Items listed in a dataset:
■ ■ ■ ■

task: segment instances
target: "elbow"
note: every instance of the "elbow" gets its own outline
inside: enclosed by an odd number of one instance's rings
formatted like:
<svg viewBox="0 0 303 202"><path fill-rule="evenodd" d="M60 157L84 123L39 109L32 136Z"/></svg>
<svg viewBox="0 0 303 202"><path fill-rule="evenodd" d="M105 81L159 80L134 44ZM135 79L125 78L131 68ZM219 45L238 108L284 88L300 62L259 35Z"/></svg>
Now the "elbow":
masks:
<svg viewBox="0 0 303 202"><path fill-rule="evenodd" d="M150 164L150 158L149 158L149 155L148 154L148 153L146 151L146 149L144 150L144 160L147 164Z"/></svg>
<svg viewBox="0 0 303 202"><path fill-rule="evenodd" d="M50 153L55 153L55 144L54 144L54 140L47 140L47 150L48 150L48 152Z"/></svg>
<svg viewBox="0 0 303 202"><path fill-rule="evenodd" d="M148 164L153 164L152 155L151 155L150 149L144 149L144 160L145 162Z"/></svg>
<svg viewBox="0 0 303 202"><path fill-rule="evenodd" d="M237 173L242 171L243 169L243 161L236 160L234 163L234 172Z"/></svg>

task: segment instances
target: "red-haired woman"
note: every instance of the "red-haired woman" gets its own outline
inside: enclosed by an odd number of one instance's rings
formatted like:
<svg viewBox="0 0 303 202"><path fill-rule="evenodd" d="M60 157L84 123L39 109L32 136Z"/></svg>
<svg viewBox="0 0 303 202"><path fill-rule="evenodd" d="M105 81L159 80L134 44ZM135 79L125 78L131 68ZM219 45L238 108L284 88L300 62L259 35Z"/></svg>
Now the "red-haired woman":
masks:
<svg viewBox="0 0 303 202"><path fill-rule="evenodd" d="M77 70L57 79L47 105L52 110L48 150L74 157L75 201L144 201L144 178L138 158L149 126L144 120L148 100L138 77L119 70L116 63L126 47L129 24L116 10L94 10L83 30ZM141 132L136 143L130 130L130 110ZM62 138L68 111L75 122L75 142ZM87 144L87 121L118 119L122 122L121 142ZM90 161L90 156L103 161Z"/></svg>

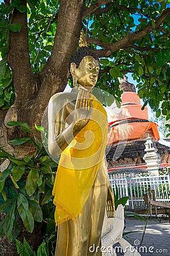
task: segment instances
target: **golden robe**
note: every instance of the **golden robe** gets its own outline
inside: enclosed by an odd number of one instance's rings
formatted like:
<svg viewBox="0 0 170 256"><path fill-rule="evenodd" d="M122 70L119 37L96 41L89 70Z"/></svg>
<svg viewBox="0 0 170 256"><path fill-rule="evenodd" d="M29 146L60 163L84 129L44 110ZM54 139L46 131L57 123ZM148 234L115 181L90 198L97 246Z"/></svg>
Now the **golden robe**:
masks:
<svg viewBox="0 0 170 256"><path fill-rule="evenodd" d="M56 256L101 255L97 246L108 189L108 122L101 104L91 94L91 121L62 153L58 167L53 191L56 223L60 224Z"/></svg>

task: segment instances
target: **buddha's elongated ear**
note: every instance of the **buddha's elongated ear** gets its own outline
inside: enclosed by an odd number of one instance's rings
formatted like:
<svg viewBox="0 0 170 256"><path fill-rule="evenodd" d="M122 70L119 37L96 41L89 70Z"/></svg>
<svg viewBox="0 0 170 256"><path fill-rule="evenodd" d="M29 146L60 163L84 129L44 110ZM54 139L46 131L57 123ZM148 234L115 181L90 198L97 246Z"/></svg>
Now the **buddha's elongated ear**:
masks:
<svg viewBox="0 0 170 256"><path fill-rule="evenodd" d="M72 76L75 75L76 64L72 62L70 64L70 72Z"/></svg>

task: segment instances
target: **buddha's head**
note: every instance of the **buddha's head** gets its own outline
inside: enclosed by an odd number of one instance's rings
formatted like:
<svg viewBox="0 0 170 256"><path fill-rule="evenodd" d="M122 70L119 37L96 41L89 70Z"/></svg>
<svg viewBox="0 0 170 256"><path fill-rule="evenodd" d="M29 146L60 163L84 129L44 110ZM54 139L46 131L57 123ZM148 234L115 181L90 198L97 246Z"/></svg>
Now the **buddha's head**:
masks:
<svg viewBox="0 0 170 256"><path fill-rule="evenodd" d="M69 71L73 86L94 87L99 72L98 57L87 47L80 47L70 58Z"/></svg>

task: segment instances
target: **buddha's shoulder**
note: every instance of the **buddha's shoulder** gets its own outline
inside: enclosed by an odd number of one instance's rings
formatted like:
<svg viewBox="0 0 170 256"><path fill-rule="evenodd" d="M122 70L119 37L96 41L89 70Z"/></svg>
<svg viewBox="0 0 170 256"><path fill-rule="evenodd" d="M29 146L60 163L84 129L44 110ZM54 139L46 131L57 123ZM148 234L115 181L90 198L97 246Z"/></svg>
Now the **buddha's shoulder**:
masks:
<svg viewBox="0 0 170 256"><path fill-rule="evenodd" d="M77 93L62 92L56 93L55 94L53 95L51 97L49 102L53 101L59 101L63 103L67 102L70 101L72 101L75 100L76 99L76 97Z"/></svg>

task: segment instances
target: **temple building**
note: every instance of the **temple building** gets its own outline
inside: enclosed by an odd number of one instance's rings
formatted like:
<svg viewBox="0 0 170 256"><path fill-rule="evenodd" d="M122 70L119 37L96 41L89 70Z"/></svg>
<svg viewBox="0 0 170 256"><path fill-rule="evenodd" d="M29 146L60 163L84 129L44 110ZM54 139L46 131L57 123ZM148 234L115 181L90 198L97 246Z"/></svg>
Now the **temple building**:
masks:
<svg viewBox="0 0 170 256"><path fill-rule="evenodd" d="M147 138L148 141L153 142L154 148L160 156L159 168L169 166L170 148L158 142L158 125L148 120L147 107L142 110L142 105L134 85L128 82L125 77L120 82L120 88L123 91L121 108L114 102L107 109L108 172L146 170L147 164L143 158Z"/></svg>

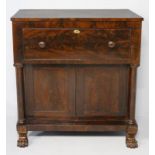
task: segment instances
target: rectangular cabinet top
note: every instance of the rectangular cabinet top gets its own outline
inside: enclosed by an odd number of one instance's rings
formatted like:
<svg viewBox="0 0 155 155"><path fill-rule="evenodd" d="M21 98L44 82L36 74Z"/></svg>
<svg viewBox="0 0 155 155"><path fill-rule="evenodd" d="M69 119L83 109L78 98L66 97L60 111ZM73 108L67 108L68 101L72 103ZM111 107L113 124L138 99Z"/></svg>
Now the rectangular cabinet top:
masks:
<svg viewBox="0 0 155 155"><path fill-rule="evenodd" d="M128 9L107 10L19 10L12 21L50 20L90 20L90 21L142 21L143 18Z"/></svg>

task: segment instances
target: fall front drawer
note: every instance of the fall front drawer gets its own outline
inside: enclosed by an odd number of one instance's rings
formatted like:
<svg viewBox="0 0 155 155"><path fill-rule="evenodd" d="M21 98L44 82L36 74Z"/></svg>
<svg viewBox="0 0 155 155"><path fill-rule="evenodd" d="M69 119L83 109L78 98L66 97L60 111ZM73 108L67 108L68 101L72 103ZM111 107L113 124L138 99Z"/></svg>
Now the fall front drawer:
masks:
<svg viewBox="0 0 155 155"><path fill-rule="evenodd" d="M130 59L129 29L23 29L24 59Z"/></svg>

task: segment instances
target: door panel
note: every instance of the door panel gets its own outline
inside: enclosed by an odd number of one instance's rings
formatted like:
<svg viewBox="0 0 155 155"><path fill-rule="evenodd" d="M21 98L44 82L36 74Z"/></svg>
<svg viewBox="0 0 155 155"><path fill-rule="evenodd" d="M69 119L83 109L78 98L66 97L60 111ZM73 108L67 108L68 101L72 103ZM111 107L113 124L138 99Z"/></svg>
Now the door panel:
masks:
<svg viewBox="0 0 155 155"><path fill-rule="evenodd" d="M127 66L83 66L77 70L78 116L125 116L128 99Z"/></svg>
<svg viewBox="0 0 155 155"><path fill-rule="evenodd" d="M27 116L54 118L75 114L74 68L28 65L25 73Z"/></svg>

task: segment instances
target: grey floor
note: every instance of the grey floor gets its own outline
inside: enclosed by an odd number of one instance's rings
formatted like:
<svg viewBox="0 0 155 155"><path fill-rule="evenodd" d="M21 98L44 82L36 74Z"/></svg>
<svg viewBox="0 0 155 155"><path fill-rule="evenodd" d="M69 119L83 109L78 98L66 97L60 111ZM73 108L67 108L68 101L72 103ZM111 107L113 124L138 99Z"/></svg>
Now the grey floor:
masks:
<svg viewBox="0 0 155 155"><path fill-rule="evenodd" d="M7 155L148 155L148 121L138 118L138 149L125 146L124 133L74 134L29 132L29 147L16 147L16 115L7 112Z"/></svg>

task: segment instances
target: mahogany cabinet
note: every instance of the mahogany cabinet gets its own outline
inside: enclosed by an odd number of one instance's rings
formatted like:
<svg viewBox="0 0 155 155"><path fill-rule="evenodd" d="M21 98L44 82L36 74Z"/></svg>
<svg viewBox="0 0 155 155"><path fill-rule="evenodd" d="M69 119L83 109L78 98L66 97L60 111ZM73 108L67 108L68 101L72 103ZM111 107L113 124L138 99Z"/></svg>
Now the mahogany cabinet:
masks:
<svg viewBox="0 0 155 155"><path fill-rule="evenodd" d="M19 10L12 18L18 146L28 131L135 135L142 17L130 10Z"/></svg>

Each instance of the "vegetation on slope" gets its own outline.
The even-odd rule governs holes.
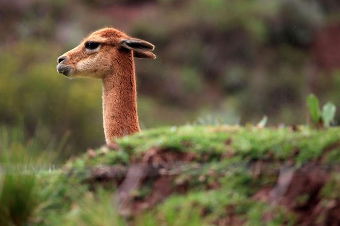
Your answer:
[[[338,127],[188,125],[144,131],[89,149],[62,170],[31,171],[39,190],[32,195],[44,199],[22,222],[338,222],[339,137]]]

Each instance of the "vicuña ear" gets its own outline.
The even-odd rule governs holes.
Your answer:
[[[137,52],[133,51],[133,56],[138,58],[155,59],[156,55],[150,51]]]
[[[130,38],[120,41],[122,47],[137,52],[152,51],[155,49],[153,45],[140,39]]]

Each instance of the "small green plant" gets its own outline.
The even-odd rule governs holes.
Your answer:
[[[319,99],[314,94],[311,94],[307,98],[307,107],[309,111],[311,123],[317,127],[329,127],[335,116],[336,107],[331,102],[327,102],[319,108]]]
[[[0,125],[0,225],[41,221],[40,210],[50,202],[40,182],[53,172],[57,152],[52,143],[43,147],[37,133],[27,139],[23,126]]]

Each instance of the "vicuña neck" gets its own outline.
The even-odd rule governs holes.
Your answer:
[[[131,53],[124,53],[121,57],[126,60],[115,65],[113,72],[103,79],[103,112],[107,143],[116,137],[140,131],[133,56]]]

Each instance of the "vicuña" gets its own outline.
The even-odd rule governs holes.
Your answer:
[[[68,78],[103,81],[107,143],[140,131],[133,57],[155,59],[154,46],[112,28],[97,30],[58,58],[57,70]]]

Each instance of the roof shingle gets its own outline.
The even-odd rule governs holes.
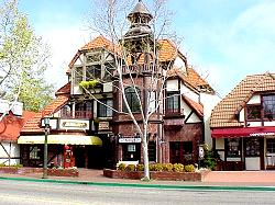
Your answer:
[[[36,113],[32,118],[30,118],[21,129],[21,133],[41,133],[44,132],[41,128],[41,119],[45,115],[51,115],[54,112],[56,112],[58,109],[61,109],[63,105],[65,105],[68,101],[68,98],[65,95],[58,95],[57,99],[55,99],[51,104],[45,106],[45,109]]]
[[[275,91],[275,73],[253,75],[244,78],[211,113],[210,127],[240,127],[237,115],[256,92]]]

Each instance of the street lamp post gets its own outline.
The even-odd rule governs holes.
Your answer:
[[[45,140],[44,140],[44,162],[43,162],[43,179],[47,179],[47,135],[50,133],[50,118],[44,118]]]

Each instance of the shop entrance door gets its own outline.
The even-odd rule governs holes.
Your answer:
[[[75,147],[75,159],[77,168],[85,168],[85,146]]]
[[[123,161],[141,161],[141,144],[122,145]]]
[[[193,141],[169,143],[170,163],[193,163]]]
[[[261,170],[264,167],[264,146],[262,137],[244,138],[245,170]]]

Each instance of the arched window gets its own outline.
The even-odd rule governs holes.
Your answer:
[[[128,104],[129,104],[129,106],[131,109],[131,112],[133,112],[133,113],[141,112],[141,109],[140,109],[140,103],[141,102],[139,101],[136,92],[138,92],[139,96],[141,96],[140,89],[133,88],[133,87],[125,88],[127,102],[128,102]],[[128,109],[125,106],[124,101],[123,101],[123,109],[122,110],[123,110],[123,112],[128,113]]]
[[[62,117],[65,117],[65,118],[72,117],[72,110],[68,104],[62,107]]]

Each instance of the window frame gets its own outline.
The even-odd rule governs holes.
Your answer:
[[[175,99],[177,99],[177,105],[175,104]],[[170,102],[173,107],[169,109]],[[166,103],[165,103],[165,113],[179,113],[180,112],[180,94],[179,91],[167,91],[166,92]]]
[[[138,94],[136,94],[138,92]],[[125,98],[127,98],[127,101],[128,101],[128,104],[130,106],[130,110],[132,113],[141,113],[141,107],[140,107],[140,101],[139,101],[139,98],[141,100],[141,90],[136,87],[128,87],[124,89],[124,94],[125,94]],[[138,96],[139,95],[139,96]],[[136,102],[135,102],[136,101]],[[122,98],[122,111],[124,113],[128,113],[128,109],[125,106],[125,102]]]
[[[112,99],[99,99],[99,101],[101,103],[97,103],[97,116],[98,117],[112,117],[113,116],[113,111],[109,107],[106,106],[106,104],[108,106],[113,107],[113,100]],[[110,104],[108,104],[108,102],[111,102]],[[103,113],[103,115],[101,115]]]
[[[271,100],[265,100],[265,98],[271,98]],[[271,102],[271,103],[267,103]],[[265,106],[272,106],[270,112],[265,111]],[[263,118],[264,119],[275,119],[275,94],[265,94],[262,95],[262,109],[263,109]]]
[[[235,143],[238,143],[238,145],[233,145]],[[241,158],[242,157],[241,138],[227,138],[226,139],[226,156],[227,158]]]
[[[258,117],[250,117],[250,109],[257,109],[260,111]],[[261,104],[246,104],[246,121],[261,121],[262,119],[262,105]]]

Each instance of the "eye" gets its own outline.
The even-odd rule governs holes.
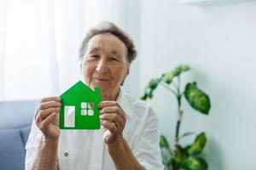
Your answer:
[[[111,60],[118,61],[118,60],[115,57],[110,57]]]
[[[90,55],[90,57],[91,57],[91,58],[98,58],[99,56],[96,55],[96,54],[94,54],[94,55]]]

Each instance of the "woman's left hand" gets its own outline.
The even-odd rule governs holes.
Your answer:
[[[121,144],[126,122],[125,111],[116,101],[102,101],[98,107],[101,124],[104,127],[105,143],[108,146]]]

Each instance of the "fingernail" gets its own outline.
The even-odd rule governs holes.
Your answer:
[[[103,107],[103,104],[99,103],[99,104],[98,104],[98,107]]]

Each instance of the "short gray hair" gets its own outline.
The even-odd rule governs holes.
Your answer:
[[[137,50],[135,48],[133,41],[130,37],[130,36],[114,24],[104,21],[91,28],[86,34],[79,48],[79,60],[82,60],[85,54],[89,41],[94,36],[99,34],[111,34],[121,40],[127,48],[126,58],[129,64],[131,64],[131,61],[133,61],[136,59]]]

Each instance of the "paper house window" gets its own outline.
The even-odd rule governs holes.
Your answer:
[[[82,102],[81,103],[81,115],[83,116],[93,116],[93,103]]]

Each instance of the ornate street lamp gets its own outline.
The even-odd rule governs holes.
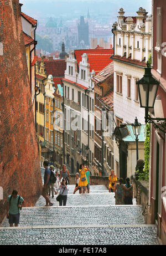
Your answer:
[[[159,82],[152,76],[151,68],[148,62],[145,68],[145,74],[139,81],[136,81],[138,86],[138,96],[141,107],[144,107],[146,110],[145,121],[147,123],[153,123],[154,128],[160,130],[166,133],[166,119],[152,118],[148,114],[149,108],[153,108],[157,96]],[[156,121],[155,122],[154,121]]]
[[[132,124],[134,135],[136,136],[136,151],[137,151],[137,162],[138,160],[138,136],[140,135],[141,130],[141,124],[138,122],[138,119],[136,117],[135,122]]]
[[[86,146],[85,150],[86,158],[86,164],[87,165],[87,166],[89,166],[88,159],[89,159],[89,152],[90,149],[87,145]]]

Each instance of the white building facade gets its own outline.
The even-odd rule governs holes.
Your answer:
[[[139,107],[137,86],[136,82],[144,74],[146,62],[151,53],[151,16],[142,8],[137,12],[137,16],[124,17],[121,8],[118,22],[113,24],[114,54],[111,58],[114,61],[114,116],[116,125],[133,123],[137,116],[138,122],[144,124],[144,110]],[[141,145],[140,145],[141,146]],[[136,145],[131,152],[136,152]],[[140,158],[144,157],[141,147]],[[119,150],[114,143],[115,173],[120,173]],[[127,160],[127,175],[135,172],[136,157]]]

■ ■ ■ ■

**What is being asked**
Repeat exactly the lines above, starting with the line that contains "Each instance of the white" and ending with the last line, both included, and nothing else.

**Result of this task**
Each instance of the white building facade gets its own outline.
The even-odd rule governs holes.
Your answer:
[[[139,107],[137,86],[136,82],[144,74],[146,62],[151,53],[151,16],[142,8],[137,12],[137,16],[124,17],[121,8],[118,22],[113,24],[114,54],[111,58],[114,61],[114,116],[116,125],[133,123],[137,116],[138,122],[144,124],[144,110]],[[141,145],[140,145],[141,146]],[[136,145],[131,152],[136,152]],[[140,158],[144,157],[141,147]],[[119,150],[114,143],[115,173],[120,173]],[[127,160],[127,175],[135,172],[136,157]]]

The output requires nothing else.